>> start

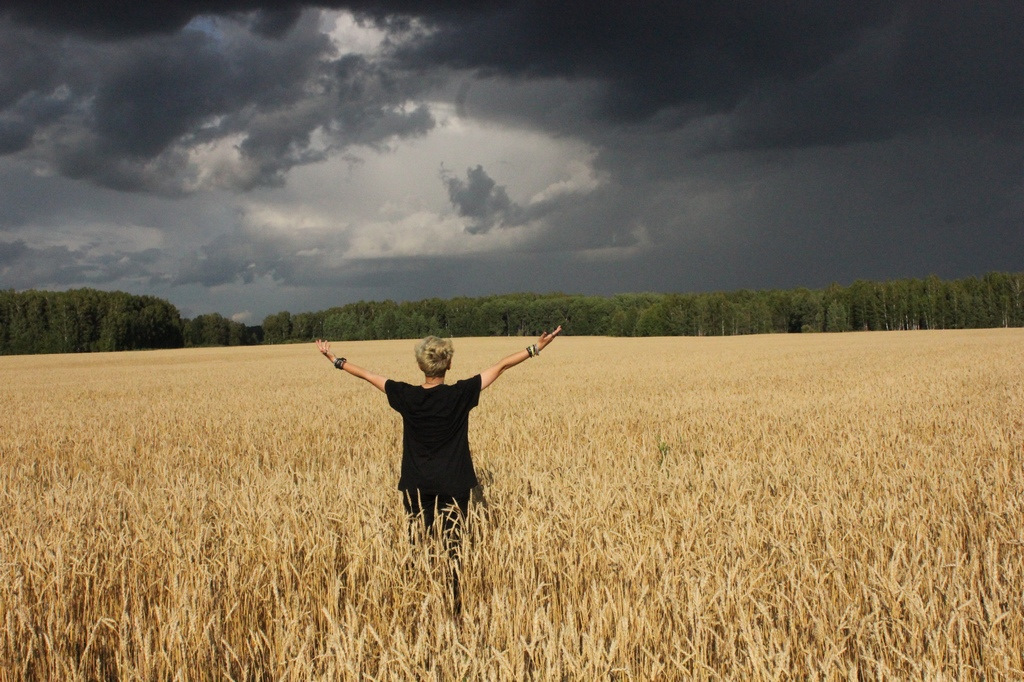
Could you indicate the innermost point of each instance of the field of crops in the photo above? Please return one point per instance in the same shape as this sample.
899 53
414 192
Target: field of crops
774 507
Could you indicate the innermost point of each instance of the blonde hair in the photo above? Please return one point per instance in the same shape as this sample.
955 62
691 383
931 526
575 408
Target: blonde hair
434 355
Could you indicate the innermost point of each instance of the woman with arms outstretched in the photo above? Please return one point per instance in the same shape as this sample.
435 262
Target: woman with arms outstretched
437 472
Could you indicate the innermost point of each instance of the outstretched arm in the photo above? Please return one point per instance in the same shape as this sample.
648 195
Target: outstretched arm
374 379
488 376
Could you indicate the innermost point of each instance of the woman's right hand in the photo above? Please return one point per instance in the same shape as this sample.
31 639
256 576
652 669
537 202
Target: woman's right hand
547 338
325 348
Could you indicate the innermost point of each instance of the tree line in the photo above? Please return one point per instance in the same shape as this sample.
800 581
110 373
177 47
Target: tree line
87 320
993 300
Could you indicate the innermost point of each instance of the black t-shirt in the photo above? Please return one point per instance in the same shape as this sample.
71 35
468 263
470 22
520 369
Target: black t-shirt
435 456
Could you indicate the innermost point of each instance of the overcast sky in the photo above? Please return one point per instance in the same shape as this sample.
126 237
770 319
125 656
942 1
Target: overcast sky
241 160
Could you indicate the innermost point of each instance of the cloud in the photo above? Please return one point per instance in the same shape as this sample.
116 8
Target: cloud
23 265
482 201
139 116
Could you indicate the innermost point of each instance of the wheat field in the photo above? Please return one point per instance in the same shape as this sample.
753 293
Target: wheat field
774 507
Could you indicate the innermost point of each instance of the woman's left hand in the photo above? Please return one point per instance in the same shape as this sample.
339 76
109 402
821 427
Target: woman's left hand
547 338
325 348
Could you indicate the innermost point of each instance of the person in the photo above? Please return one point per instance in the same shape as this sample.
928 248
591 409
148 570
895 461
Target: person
437 473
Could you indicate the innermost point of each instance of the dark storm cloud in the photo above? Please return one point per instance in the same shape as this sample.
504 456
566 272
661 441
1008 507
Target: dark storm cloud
25 266
482 201
290 257
764 74
130 114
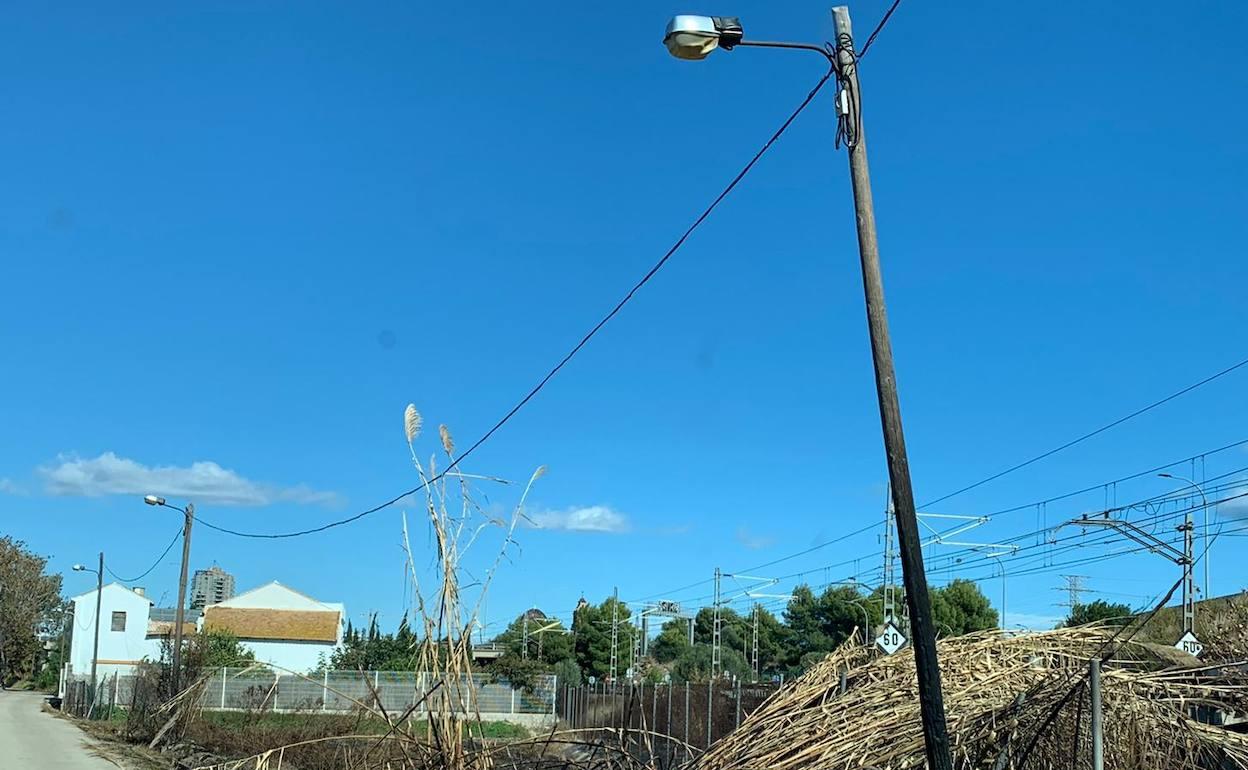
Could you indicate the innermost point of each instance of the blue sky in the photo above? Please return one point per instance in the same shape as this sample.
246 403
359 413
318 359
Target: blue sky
237 241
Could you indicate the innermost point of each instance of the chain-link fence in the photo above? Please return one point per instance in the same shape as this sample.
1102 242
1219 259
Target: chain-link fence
683 716
258 689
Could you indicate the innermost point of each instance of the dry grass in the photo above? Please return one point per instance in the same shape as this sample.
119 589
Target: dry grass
1016 700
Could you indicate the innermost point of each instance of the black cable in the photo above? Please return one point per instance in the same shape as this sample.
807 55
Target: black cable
1087 436
987 516
879 28
159 559
575 350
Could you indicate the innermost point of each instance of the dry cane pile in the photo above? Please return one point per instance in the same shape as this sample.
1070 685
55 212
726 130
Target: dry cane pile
1012 703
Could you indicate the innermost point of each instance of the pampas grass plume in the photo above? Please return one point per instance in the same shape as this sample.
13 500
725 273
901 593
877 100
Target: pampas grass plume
411 422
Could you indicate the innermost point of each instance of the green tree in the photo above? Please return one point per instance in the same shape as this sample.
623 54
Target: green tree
592 629
375 650
547 638
816 625
518 672
28 597
1097 612
568 673
672 642
961 608
694 664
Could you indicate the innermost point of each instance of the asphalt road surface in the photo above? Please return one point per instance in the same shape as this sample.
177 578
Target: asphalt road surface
34 740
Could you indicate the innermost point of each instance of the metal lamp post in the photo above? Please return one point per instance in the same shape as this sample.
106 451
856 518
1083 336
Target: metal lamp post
694 38
180 615
99 602
1204 506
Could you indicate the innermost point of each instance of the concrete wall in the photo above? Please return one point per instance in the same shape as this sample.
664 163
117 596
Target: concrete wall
119 650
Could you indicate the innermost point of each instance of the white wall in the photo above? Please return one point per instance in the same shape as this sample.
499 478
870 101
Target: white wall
119 650
297 657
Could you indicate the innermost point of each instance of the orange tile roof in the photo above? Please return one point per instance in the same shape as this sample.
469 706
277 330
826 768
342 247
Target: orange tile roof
275 624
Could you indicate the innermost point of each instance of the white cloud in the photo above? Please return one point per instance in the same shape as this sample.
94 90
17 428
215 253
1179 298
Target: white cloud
592 518
754 542
201 481
9 487
1236 508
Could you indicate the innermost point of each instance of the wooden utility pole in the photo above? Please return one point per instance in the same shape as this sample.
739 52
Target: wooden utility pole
931 701
95 645
189 513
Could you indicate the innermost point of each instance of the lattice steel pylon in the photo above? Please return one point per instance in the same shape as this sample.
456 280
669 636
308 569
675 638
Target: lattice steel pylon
615 629
754 659
890 565
716 660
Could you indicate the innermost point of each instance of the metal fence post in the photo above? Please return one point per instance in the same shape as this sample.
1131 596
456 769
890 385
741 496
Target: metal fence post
667 726
687 713
738 703
1097 735
654 706
710 708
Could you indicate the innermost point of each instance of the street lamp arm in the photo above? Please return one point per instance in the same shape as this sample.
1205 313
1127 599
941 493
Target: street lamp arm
794 46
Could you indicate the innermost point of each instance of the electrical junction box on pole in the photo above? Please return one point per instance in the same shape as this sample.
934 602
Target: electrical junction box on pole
891 639
1189 644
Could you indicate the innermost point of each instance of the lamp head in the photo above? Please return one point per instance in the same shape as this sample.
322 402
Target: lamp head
694 38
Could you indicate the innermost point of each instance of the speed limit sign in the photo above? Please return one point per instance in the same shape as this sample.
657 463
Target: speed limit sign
891 639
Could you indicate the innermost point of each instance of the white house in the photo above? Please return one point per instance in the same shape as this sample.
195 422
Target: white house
124 634
282 627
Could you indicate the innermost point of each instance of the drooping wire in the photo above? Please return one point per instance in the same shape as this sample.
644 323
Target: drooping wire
572 353
159 559
879 28
849 105
1088 434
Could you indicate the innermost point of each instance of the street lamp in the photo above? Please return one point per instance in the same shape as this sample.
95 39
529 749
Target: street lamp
99 600
180 617
1204 506
694 38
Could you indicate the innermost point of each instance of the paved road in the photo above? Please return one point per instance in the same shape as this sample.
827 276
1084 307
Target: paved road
33 740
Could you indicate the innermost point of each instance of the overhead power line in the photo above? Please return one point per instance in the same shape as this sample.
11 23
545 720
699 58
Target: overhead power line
879 28
159 559
1087 436
1152 471
568 357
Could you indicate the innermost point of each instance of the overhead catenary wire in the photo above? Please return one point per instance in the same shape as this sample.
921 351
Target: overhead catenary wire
149 570
775 136
1151 471
1088 434
879 28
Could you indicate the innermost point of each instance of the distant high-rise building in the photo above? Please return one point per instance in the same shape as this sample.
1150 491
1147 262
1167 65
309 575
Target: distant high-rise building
211 585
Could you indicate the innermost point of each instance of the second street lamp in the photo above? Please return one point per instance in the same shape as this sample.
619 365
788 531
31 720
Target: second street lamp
695 38
180 614
99 602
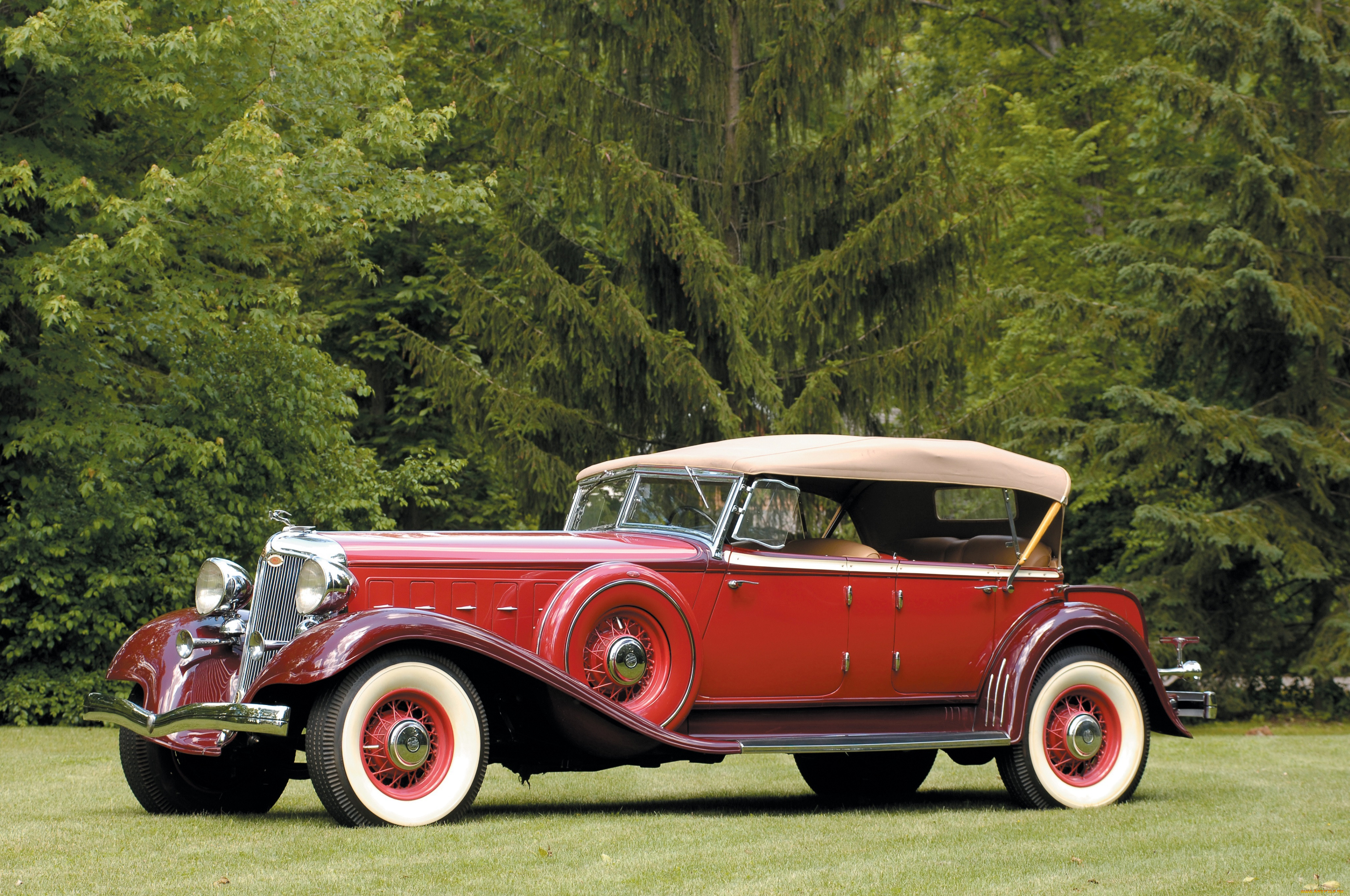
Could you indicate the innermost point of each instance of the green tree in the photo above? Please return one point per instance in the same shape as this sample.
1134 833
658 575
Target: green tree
711 222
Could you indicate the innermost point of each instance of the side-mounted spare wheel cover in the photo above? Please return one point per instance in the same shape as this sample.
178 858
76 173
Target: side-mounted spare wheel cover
624 632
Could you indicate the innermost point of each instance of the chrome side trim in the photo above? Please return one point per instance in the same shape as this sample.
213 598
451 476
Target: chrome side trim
870 743
1189 670
254 718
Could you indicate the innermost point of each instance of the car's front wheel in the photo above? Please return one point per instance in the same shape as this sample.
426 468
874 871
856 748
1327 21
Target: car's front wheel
249 778
1087 735
866 778
400 740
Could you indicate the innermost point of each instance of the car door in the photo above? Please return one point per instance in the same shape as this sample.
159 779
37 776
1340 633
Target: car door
871 613
779 628
944 627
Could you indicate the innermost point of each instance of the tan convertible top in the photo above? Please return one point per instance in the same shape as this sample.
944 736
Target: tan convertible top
948 461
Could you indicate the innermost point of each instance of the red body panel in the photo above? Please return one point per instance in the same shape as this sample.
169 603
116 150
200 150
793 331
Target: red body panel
782 635
944 635
499 581
330 648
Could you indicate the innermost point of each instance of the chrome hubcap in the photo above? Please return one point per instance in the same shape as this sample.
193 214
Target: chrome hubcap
408 743
1083 736
627 662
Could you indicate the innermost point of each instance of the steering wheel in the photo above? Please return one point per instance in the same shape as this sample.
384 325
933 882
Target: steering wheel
681 509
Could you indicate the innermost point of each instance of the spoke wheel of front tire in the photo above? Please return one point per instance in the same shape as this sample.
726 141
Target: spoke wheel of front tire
400 740
866 778
1086 740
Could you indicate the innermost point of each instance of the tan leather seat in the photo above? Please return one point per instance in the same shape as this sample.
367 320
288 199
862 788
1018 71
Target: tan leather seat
990 551
831 548
933 550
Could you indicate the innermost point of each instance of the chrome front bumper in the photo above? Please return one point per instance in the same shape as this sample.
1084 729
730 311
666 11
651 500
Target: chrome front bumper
254 718
1197 705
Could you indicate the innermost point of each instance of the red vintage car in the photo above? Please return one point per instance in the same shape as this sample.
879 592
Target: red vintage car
858 602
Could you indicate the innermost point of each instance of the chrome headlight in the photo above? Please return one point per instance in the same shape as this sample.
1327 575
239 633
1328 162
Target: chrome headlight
222 586
323 587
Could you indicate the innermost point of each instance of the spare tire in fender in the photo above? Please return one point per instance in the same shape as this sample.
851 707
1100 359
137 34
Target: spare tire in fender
624 632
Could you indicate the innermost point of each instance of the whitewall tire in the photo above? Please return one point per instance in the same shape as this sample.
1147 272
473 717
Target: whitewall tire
1086 737
401 740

>> end

*What is expected*:
Your task is to transcribe the line containing "the chrome headlight" and every line after it, through the last line of the data, exactly as written and with nothing more.

*Expected output*:
Could you indicate the innermost point of each instance of the chrome headlight in the photo above? Please return one point per instance in the same shape as this sample.
1327 575
239 633
1328 162
Target: chrome headlight
222 586
323 587
Could you indicate the innermost point of each instance of the spare tire in fender in the photo above? Please return one point per instance in the same shape as this sample.
851 707
1100 359
137 34
Target: spare tire in fender
624 632
Could you indicate the innermost point of each instance of the whitewall tire in the photo above? Please return one point per instance in the same shape as this sample.
1147 272
473 717
Target: whitewall tire
1086 737
401 740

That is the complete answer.